Task 1
Reproduce the passage of the week-in-review article starting with "Smart homes; fed" and going on through "it all together.".
Task 2
List every outside manufacturer that the week-in-review article names as supplying products to the Iris product line.

[Excerpted text start]

Week in Review: IoT, Security, Auto

Smart homes; fed indictments; GM’s woes.

popularity

Internet of Things
Lowe’s, the home improvement retailer, is giving up on the smart home market. The company is putting its Iris Smart Home business up for sale as part of a reorganization. The retailer made a big splash at CES 2015 with its Innovation Lab offerings, which included retail service robots and the Holoroom “home improvement simulator.” The Iris product line includes multiple Iris-branded products for the home, along with products from Bosch, First Alert, General Electric, Honeywell, Nest Labs, Swann, and other manufacturers. The Iris Smart Hub ties it all together.

Cisco Systems has a contrasting perspective on smart home automation, saying connected homes will be a big driver for the Internet of Things. “Connected home applications, such as home automation, home security and video surveillance, connected white goods, and tracking applications, will represent 48%, or nearly half, of the total M2M connections by 2022, showing the pervasiveness of M2M in our lives,” Cisco states in its new white paper, Visual Networking Index: Forecast and Trends, 2017-2022.

[Excerpted text end]
[Data records start]

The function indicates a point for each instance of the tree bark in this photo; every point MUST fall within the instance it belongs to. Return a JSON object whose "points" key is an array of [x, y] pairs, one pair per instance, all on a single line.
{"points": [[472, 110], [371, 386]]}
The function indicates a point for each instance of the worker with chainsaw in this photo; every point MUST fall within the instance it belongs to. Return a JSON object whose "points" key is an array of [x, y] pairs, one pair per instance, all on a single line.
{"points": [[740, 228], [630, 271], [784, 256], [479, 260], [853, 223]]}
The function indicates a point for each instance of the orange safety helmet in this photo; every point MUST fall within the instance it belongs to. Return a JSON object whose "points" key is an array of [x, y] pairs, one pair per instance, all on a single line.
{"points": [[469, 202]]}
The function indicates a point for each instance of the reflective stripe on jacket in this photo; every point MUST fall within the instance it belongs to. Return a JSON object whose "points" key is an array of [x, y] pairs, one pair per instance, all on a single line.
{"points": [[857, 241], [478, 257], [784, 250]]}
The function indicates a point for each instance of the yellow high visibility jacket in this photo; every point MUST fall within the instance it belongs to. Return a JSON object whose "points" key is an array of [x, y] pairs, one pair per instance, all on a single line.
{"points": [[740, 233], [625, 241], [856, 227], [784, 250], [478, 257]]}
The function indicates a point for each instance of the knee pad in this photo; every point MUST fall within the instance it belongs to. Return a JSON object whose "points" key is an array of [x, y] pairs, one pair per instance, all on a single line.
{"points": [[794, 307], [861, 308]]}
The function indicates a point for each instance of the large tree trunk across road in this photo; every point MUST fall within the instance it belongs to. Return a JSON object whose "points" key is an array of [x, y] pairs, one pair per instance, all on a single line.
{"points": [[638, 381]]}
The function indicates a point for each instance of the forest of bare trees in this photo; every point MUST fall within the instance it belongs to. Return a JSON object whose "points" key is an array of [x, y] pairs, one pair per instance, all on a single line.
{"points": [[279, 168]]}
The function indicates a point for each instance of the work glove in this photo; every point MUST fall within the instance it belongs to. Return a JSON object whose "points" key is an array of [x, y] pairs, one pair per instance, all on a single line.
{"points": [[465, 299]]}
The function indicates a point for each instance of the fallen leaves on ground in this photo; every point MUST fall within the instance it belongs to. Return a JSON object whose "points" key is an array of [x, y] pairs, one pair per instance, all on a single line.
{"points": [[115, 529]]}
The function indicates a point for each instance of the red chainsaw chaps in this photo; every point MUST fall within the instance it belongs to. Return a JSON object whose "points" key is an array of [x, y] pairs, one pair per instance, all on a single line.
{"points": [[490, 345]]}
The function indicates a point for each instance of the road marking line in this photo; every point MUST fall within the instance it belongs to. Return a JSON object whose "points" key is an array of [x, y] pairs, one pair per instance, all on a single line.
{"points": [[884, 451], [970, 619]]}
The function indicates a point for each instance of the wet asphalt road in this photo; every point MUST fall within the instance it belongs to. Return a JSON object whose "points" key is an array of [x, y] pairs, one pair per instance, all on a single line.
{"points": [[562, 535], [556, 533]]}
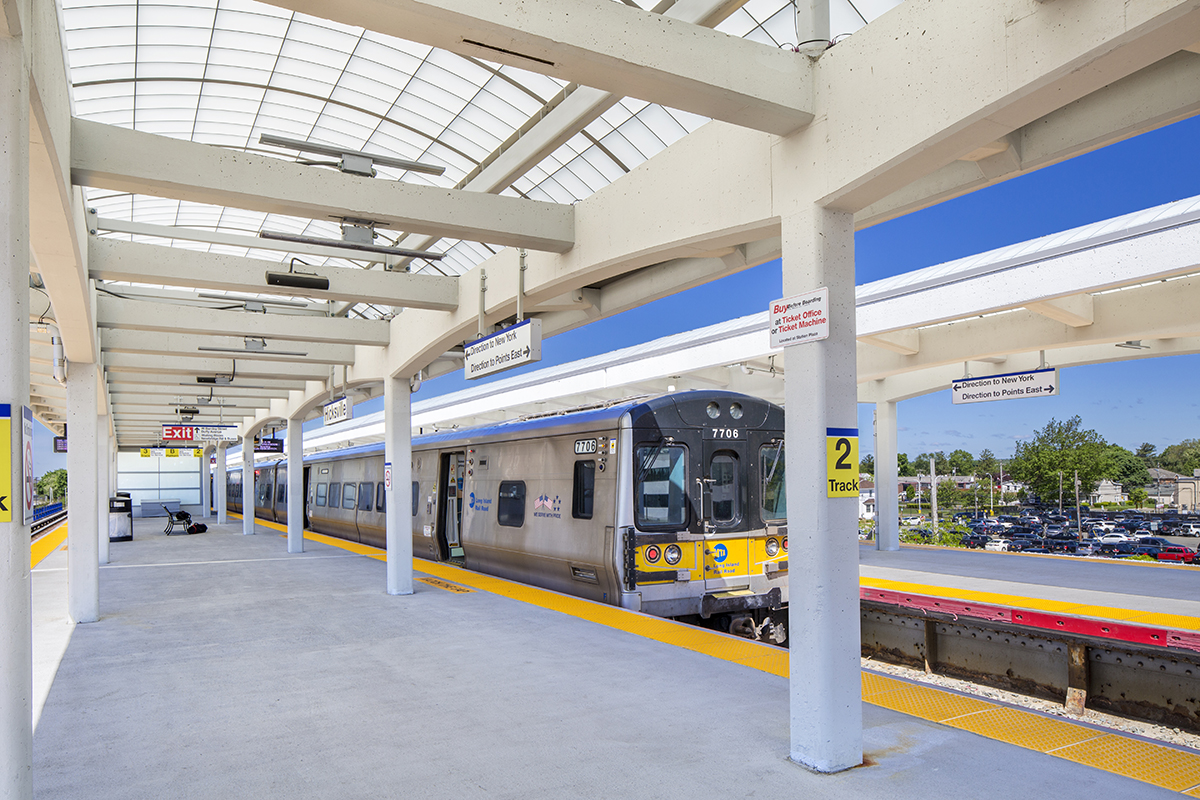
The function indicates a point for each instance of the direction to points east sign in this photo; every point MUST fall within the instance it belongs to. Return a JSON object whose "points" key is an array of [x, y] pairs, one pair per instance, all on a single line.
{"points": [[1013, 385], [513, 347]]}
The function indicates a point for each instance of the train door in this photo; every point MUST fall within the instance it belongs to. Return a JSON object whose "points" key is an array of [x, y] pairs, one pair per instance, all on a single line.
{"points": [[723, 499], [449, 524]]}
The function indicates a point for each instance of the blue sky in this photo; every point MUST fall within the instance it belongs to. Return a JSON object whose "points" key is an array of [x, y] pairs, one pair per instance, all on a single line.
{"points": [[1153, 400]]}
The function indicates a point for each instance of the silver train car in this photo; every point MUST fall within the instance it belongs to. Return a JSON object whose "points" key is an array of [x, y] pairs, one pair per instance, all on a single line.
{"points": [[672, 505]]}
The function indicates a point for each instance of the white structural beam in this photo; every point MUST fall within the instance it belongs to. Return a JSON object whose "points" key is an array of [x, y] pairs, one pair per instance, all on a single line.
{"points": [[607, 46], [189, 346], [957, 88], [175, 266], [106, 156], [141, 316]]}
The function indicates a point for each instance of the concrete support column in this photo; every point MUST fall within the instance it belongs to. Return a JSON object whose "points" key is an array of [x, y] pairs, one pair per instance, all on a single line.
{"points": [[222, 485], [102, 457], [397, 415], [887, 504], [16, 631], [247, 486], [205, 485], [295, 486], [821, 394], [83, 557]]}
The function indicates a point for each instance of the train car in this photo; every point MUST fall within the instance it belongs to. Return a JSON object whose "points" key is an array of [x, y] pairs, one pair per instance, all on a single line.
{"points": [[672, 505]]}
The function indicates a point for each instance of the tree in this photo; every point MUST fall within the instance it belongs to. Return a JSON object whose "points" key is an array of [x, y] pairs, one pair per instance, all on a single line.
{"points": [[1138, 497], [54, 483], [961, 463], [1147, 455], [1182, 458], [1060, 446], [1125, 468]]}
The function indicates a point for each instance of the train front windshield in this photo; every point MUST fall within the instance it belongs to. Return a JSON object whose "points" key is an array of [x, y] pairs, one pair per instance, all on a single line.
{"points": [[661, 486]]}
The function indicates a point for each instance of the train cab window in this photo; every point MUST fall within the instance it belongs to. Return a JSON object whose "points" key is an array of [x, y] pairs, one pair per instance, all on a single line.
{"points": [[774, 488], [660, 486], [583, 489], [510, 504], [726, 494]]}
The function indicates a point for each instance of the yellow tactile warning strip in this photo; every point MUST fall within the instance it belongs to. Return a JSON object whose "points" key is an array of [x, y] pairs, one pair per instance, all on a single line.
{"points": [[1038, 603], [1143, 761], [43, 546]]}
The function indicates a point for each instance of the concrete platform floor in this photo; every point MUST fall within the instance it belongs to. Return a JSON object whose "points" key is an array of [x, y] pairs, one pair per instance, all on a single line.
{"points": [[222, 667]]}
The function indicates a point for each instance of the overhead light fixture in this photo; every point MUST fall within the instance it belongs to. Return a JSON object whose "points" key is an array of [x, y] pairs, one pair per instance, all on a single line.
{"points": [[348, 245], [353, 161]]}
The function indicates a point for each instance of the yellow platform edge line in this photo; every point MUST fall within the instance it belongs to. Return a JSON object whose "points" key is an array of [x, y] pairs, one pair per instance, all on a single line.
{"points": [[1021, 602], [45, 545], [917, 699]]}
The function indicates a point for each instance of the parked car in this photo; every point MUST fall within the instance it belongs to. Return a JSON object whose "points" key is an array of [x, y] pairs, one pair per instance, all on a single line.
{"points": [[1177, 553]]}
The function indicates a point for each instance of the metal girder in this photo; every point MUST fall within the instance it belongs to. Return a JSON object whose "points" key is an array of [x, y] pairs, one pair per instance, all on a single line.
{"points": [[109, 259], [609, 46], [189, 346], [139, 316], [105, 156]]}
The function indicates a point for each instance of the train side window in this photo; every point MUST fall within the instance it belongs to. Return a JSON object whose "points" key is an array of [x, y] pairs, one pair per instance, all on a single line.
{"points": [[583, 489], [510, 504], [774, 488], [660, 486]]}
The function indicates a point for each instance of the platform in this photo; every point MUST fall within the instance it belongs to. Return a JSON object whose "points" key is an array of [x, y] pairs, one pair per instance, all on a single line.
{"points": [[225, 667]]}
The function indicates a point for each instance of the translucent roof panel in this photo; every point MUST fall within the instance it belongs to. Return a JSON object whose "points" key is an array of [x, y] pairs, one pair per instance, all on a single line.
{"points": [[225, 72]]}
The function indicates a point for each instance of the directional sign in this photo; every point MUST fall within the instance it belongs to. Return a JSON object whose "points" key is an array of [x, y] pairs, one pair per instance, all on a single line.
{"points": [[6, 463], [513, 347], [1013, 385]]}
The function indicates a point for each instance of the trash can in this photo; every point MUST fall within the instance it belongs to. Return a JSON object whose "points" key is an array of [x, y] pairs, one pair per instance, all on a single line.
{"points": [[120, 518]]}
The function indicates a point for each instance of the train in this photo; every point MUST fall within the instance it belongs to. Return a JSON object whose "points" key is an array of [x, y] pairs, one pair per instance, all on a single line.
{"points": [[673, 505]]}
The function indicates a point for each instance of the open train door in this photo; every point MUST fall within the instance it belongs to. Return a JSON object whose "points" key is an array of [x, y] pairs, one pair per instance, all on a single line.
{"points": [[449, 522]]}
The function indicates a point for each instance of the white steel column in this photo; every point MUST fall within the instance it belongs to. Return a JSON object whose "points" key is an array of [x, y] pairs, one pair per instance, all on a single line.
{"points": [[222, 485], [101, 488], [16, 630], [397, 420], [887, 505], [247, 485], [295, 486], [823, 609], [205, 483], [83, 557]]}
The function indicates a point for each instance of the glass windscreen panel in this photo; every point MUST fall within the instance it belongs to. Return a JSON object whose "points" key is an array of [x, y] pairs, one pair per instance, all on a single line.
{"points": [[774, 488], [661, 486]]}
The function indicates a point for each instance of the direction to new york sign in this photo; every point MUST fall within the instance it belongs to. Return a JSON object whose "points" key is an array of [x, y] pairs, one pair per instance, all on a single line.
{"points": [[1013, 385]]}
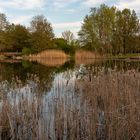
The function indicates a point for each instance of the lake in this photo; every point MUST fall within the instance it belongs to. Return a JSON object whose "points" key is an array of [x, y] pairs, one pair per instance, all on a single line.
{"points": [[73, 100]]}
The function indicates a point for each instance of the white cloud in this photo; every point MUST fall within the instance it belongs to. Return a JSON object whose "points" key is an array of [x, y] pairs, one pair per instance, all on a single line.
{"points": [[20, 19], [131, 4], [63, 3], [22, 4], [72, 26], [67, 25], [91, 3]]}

[Data records end]

Correct answer 1
Smart homes; fed indictments; GM’s woes.

popularity

Internet of Things
Lowe’s, the home improvement retailer, is giving up on the smart home market. The company is putting its Iris Smart Home business up for sale as part of a reorganization. The retailer made a big splash at CES 2015 with its Innovation Lab offerings, which included retail service robots and the Holoroom “home improvement simulator.” The Iris product line includes multiple Iris-branded products for the home, along with products from Bosch, First Alert, General Electric, Honeywell, Nest Labs, Swann, and other manufacturers. The Iris Smart Hub ties it all together.

Correct answer 2
Bosch, First Alert, General Electric, Honeywell, Nest Labs, Swann